::: RECORD EXCERPTS

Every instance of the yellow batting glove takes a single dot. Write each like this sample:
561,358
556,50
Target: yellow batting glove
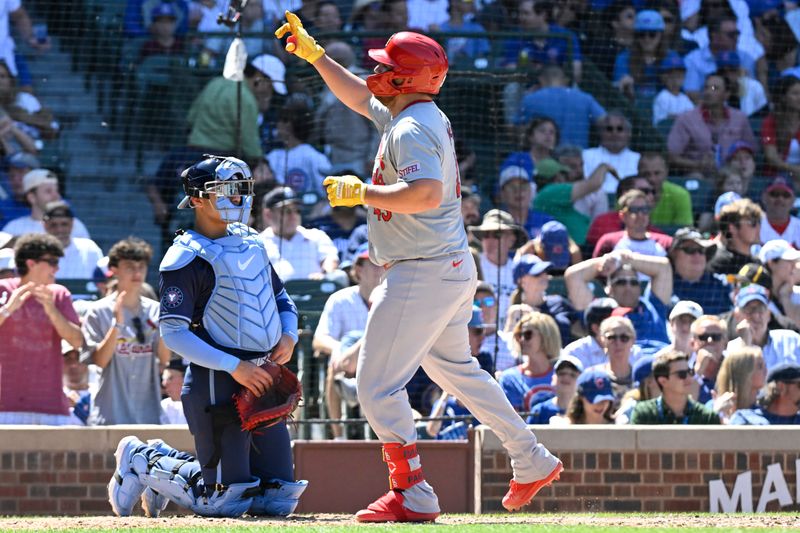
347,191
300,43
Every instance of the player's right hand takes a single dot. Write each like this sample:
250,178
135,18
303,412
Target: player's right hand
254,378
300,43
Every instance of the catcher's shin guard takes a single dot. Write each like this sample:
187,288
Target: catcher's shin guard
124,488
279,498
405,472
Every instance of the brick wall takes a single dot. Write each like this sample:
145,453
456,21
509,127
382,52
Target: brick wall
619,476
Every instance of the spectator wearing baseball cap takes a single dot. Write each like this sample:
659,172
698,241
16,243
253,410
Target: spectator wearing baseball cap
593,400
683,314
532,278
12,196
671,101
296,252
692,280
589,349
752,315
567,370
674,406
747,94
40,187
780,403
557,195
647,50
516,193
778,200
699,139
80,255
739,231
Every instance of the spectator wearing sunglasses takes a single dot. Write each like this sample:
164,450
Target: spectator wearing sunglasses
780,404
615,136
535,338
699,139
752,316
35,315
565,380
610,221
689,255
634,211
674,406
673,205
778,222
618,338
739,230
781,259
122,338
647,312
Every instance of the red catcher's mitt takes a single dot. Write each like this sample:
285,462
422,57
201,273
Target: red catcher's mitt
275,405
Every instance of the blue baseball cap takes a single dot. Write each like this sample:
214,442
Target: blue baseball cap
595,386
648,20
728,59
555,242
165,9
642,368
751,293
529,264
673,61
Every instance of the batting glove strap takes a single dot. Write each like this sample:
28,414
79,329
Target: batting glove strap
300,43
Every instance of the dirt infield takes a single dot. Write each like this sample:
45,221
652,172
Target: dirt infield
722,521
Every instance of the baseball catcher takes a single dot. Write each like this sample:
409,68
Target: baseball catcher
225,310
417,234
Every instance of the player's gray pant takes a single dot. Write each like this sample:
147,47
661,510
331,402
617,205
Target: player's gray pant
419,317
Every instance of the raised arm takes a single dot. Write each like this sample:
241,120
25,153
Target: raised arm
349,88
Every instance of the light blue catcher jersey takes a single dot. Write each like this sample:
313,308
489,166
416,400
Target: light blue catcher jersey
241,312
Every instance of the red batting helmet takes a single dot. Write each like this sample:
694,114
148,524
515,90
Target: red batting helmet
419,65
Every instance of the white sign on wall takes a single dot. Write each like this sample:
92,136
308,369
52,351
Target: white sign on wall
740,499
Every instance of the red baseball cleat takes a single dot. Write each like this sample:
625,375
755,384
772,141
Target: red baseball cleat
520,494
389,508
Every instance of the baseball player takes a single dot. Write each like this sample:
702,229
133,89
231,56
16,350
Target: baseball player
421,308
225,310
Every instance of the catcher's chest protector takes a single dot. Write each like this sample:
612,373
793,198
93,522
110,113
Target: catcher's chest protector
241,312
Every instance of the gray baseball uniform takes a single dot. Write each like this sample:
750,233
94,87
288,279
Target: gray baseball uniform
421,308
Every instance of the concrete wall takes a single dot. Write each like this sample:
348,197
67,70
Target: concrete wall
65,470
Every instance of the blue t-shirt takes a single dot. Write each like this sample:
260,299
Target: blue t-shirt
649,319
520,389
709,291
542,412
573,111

::::::

### THE PROBLEM
Rewrite all of the lines above with "takes a single dot" changed to "gets exactly one dot" wherever it occurs, keeping everything else the same. Leave the pictures out.

### EXPECTED ANSWER
Every instance of the yellow batting glove gets exactly one dot. Write each like this sample:
561,358
556,50
Target: yellow batting glove
347,191
300,43
Every instance of the player's right hand gets exactly one dot. Write each like this sample:
250,178
135,18
303,412
Target: player's right hand
254,378
300,43
Every instance of the catcher's shin guard gets exactly one dot. Write each like this sample:
187,288
Target: catcher's shin guard
124,488
279,498
405,472
Every instance of the brick wall gets exactly one dot. Write each like this sample:
145,453
456,21
509,127
382,52
Target: brick wall
619,476
Every instance of the spectator wearing baseball cap gets exactly one dot. Write each like this sample:
659,172
698,241
16,243
253,410
Target: spectator wearing baseball cap
593,400
683,314
532,278
12,196
671,101
296,252
692,280
589,349
752,315
567,370
674,406
747,94
40,187
780,403
557,195
647,50
516,193
778,200
699,139
80,255
739,231
Every instance of the spectator wearing sunglasses gets exactly one dot. Write each like this sample:
164,450
Target: spectator wearing sunglasses
780,404
615,136
535,338
699,139
752,316
35,315
565,380
610,221
689,255
634,211
674,406
673,205
778,222
618,338
739,230
781,259
122,338
647,312
Every instance of the red catcher's mitt gets exactly one dot. Write each like this sample:
285,462
422,57
201,273
Target: red catcher's mitt
275,405
Every instance of the blue baseball cap gets exactly one dot. Write each like this sample:
214,442
Target: blue baseball cap
595,386
648,20
728,59
555,242
165,9
642,368
751,293
529,264
673,61
Every instance of the batting glove strap gets exactly one dot. Write each like this sample:
28,414
79,329
Target: batting glove strap
300,43
Every instance of the dirt infield gets exactly one dot. Write each like this sample:
45,221
652,172
Target: dirt infield
722,521
Every instance of the baseball catcher gets exactly one dot. Write each like this sample:
409,68
Target: baseball catcher
225,310
417,234
Every instance of the player's gray pant gets exactly one dot. Write each like this sample:
147,47
661,510
331,402
617,205
Target: player's gray pant
419,317
Every instance of the raised arm gets exactly one dot. Write each like this sample:
241,120
25,153
Target: raised arm
349,88
Every instance of the light blue catcher jersey gets exactly one dot. Write each like this sample:
313,308
489,166
416,400
Target: light blue catcher jersey
241,312
Every instance of the red batting helmet gets exactly one dot. Write each like this sample:
694,114
148,524
515,90
Target: red batting helmet
419,65
Every instance of the white sign on wall gets exactly one dot. Write each like this sample:
92,136
308,369
52,351
Target: white sign on wall
740,499
Every instance of the red baseball cleat gets exactly one dot. Write each like this sample:
625,375
755,384
772,141
Target: red baseball cleat
520,494
389,508
Every instance of the baseball player gets exactly one dot. Write each like this sample:
702,229
133,89
231,56
16,350
Target: baseball player
421,308
225,310
Every instance of the catcher's chest protector gets exactly one dot. Write each like this sample:
612,373
793,198
93,522
110,113
Target: catcher's chest protector
241,312
Every instance of the gray baseball uniform gets exactly one dot. Write each like this sample:
750,233
94,87
288,279
Target: gray baseball uniform
421,308
Every instance of the concrete wall gets exactly one dot. Write each like this sample:
348,197
67,70
Target: concrete wall
65,470
Every instance of the blue t-shirt gets exactly one dot. Write each like this sample:
260,299
Target: blue t-shirt
649,319
520,389
709,291
542,412
573,111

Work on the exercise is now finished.